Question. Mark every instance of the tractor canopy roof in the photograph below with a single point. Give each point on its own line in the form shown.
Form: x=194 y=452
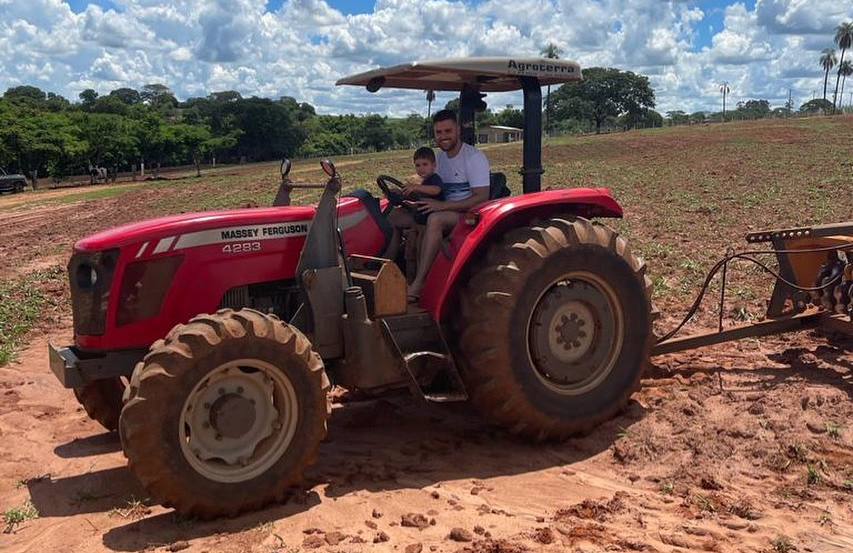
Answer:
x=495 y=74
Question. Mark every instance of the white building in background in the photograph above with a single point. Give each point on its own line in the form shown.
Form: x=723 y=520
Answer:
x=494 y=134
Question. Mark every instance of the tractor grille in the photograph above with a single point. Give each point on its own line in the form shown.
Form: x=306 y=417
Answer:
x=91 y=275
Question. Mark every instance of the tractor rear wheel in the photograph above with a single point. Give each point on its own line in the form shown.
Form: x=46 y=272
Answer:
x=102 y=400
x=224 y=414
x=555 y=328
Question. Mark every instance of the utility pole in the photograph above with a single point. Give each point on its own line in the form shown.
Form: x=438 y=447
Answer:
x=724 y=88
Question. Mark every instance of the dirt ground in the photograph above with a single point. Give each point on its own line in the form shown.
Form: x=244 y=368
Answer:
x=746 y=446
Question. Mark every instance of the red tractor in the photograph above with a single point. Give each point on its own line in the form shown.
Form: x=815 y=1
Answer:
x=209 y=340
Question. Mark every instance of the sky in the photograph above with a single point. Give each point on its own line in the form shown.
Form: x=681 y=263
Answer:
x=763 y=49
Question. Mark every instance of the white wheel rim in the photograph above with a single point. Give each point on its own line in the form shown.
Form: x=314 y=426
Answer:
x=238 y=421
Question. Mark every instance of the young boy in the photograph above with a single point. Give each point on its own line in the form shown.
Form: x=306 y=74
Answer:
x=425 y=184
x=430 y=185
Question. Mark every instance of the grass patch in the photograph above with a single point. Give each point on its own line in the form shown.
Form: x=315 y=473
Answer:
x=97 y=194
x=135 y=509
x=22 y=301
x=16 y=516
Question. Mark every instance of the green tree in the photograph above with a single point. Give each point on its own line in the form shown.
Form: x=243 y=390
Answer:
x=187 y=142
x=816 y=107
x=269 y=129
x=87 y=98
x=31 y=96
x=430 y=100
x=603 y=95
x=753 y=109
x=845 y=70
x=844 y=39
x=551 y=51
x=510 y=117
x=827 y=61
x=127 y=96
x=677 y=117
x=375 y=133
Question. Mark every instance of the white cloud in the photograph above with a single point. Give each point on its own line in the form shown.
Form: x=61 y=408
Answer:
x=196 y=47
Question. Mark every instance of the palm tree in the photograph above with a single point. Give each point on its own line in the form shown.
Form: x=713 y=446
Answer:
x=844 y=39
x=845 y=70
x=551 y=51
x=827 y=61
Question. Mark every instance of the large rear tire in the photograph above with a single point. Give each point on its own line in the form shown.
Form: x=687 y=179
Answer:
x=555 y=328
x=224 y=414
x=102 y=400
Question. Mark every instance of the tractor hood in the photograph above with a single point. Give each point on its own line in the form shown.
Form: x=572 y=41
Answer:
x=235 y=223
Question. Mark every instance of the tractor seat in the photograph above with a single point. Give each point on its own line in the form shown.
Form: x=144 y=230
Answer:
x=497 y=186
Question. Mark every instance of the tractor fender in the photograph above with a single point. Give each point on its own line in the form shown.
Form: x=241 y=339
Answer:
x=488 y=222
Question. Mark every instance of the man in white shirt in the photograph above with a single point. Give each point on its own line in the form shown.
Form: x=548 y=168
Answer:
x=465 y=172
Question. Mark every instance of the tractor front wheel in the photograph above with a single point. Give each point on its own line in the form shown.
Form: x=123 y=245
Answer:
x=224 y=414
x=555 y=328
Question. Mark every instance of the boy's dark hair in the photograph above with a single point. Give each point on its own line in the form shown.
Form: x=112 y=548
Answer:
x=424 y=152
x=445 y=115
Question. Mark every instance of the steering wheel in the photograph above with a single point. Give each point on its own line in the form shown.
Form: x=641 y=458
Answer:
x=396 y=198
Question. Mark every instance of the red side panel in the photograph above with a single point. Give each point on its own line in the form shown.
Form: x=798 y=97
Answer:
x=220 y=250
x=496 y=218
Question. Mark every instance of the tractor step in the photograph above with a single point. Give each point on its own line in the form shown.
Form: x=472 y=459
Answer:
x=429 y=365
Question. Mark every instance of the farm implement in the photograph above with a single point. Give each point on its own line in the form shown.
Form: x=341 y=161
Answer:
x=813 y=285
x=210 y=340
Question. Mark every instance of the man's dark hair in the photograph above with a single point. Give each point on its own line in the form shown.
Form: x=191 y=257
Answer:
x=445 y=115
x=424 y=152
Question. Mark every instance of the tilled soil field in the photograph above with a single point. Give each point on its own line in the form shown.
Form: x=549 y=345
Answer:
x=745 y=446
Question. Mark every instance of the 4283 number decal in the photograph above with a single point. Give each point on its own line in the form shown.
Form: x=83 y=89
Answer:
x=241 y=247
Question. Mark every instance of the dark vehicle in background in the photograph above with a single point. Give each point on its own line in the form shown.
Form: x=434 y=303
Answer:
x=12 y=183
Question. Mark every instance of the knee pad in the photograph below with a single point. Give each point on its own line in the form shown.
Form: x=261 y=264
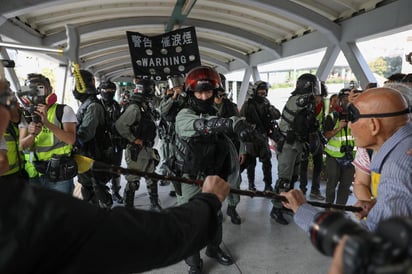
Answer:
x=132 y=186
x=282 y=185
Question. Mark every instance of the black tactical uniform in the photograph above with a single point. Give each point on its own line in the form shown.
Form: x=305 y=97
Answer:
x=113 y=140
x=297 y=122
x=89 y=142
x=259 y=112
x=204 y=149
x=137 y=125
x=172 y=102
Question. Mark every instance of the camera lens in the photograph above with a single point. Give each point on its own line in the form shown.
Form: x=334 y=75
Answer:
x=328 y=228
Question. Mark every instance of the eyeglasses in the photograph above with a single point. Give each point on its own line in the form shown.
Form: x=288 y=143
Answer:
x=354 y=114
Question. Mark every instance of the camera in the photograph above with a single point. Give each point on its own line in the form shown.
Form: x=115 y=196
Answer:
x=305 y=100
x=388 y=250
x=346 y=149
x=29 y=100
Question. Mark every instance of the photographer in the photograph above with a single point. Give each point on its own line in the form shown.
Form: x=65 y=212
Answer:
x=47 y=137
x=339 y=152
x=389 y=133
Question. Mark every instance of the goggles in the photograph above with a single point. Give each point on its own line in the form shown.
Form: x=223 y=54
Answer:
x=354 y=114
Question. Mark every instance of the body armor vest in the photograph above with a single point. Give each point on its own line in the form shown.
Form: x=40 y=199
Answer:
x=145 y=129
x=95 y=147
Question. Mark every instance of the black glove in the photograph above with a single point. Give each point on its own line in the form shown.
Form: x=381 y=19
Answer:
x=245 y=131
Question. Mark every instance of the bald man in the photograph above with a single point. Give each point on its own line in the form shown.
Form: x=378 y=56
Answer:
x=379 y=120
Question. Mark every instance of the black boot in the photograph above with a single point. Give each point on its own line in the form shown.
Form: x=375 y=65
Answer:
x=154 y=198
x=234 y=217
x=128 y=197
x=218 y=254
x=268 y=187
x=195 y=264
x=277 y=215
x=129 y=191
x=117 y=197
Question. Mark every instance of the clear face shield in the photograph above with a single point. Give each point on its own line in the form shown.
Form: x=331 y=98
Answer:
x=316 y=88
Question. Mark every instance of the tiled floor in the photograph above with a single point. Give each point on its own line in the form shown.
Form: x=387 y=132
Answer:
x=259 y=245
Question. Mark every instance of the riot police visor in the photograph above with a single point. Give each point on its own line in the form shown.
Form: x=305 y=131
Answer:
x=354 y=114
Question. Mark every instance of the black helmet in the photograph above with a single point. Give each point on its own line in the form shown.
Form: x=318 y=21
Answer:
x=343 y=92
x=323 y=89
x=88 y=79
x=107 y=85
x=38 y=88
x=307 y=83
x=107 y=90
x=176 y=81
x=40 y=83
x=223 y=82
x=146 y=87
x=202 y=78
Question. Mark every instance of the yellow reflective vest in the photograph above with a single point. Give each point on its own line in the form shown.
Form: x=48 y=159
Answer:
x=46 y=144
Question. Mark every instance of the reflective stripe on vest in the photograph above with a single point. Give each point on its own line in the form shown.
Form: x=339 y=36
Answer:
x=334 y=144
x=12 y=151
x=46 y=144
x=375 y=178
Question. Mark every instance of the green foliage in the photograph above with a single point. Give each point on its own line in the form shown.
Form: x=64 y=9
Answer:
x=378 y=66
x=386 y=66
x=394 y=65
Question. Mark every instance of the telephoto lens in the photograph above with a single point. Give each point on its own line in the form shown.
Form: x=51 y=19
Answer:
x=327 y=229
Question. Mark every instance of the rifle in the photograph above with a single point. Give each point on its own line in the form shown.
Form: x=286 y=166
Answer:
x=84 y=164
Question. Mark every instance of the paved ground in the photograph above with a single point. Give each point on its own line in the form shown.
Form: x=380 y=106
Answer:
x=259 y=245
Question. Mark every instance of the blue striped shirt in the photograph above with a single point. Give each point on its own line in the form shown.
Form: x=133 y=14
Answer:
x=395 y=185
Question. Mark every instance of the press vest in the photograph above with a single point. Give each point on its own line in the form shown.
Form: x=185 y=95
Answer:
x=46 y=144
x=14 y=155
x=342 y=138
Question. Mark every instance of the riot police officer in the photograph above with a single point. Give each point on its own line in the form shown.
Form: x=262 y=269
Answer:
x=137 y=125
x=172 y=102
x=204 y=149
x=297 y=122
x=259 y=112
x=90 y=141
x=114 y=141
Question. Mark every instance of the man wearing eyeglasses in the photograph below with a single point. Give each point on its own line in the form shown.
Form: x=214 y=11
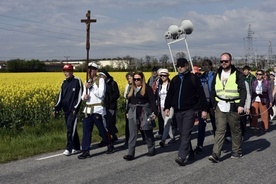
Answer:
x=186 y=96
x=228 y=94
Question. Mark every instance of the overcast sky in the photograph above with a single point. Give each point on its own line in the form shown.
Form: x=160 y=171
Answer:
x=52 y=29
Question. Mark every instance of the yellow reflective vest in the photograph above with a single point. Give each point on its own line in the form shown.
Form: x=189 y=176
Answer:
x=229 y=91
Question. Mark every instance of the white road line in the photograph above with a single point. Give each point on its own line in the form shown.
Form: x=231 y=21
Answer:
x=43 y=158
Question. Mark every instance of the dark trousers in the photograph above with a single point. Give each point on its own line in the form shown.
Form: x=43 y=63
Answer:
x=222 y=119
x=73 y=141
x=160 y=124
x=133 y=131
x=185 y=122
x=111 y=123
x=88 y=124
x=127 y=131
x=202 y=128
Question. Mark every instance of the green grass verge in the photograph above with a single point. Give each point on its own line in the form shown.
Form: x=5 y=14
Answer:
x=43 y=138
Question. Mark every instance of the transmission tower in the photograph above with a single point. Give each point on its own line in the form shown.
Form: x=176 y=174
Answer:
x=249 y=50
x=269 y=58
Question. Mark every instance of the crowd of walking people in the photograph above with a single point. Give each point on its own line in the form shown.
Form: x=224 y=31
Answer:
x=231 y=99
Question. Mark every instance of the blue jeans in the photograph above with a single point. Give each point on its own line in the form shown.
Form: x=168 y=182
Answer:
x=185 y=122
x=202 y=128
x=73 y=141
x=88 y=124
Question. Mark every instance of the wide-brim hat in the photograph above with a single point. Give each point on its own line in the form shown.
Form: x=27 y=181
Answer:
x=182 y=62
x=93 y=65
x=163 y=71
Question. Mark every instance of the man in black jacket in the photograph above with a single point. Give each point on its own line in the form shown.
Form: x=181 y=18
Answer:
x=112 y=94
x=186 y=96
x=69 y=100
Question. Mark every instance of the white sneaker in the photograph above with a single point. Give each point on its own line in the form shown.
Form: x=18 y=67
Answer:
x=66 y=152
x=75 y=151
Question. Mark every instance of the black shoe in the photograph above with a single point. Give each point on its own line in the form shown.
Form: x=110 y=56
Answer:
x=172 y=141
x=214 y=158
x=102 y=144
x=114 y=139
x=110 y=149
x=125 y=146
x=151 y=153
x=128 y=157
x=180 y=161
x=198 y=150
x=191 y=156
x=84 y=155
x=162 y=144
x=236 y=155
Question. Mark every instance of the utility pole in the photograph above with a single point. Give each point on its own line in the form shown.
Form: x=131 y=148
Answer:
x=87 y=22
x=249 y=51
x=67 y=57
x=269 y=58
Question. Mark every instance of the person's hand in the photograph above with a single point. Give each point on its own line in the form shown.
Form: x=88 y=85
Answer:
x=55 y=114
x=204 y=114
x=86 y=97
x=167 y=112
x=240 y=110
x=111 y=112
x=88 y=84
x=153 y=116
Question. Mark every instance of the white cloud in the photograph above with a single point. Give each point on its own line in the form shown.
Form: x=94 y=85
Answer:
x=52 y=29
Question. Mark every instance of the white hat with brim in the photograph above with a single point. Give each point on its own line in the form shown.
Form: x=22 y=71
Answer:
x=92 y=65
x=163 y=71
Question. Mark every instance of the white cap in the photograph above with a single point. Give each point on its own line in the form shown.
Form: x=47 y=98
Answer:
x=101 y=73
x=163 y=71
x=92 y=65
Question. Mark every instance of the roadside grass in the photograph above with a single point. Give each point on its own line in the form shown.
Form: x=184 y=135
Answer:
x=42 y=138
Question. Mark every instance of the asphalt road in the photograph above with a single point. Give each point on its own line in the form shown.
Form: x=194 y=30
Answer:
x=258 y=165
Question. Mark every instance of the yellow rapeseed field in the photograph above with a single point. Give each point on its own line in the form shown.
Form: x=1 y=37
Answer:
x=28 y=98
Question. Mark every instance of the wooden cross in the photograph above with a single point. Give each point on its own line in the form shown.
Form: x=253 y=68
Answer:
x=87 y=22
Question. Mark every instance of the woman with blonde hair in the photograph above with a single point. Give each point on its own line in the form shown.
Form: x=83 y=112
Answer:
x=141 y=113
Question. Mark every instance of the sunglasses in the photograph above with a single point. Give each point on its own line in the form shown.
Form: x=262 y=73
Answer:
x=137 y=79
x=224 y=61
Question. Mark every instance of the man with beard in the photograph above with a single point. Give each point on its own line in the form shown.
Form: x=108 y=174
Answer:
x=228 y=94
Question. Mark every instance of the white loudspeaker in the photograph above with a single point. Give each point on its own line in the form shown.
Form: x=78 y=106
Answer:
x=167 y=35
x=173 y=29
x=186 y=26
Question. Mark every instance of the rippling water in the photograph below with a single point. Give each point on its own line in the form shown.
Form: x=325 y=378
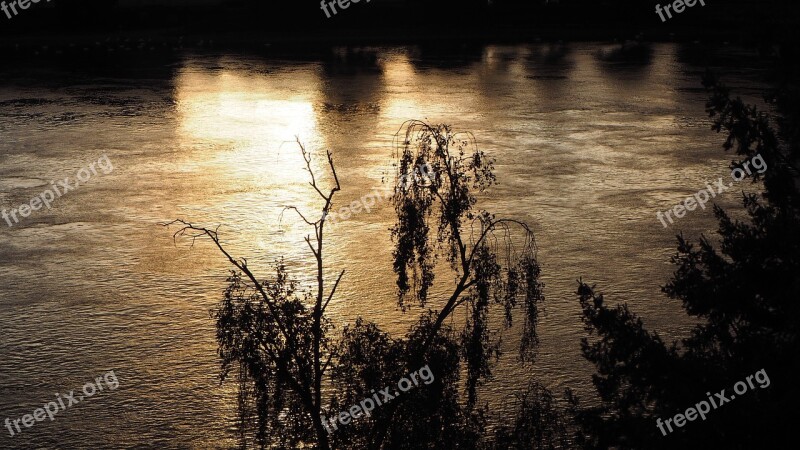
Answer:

***

*Aim of the task*. From the line containing "Question. Mark every instance of the white loudspeaker" through the end of the records above, please write each line out again, requests included, and subtract 44 from every coordinate in the answers but from none of the numbers in the requests or their form samples. Leave the pictures out.

*Result below*.
Question. Mark every instance of the white loudspeaker in the photograph above with a single point. Give each point on its own line in the form shown.
Form: x=78 y=106
Answer:
x=123 y=-9
x=129 y=-15
x=142 y=-18
Question. Mark every instance of the rippling water in the photograph below with a single point. Give each point on its own line in the form shown.
Form: x=325 y=378
Answer:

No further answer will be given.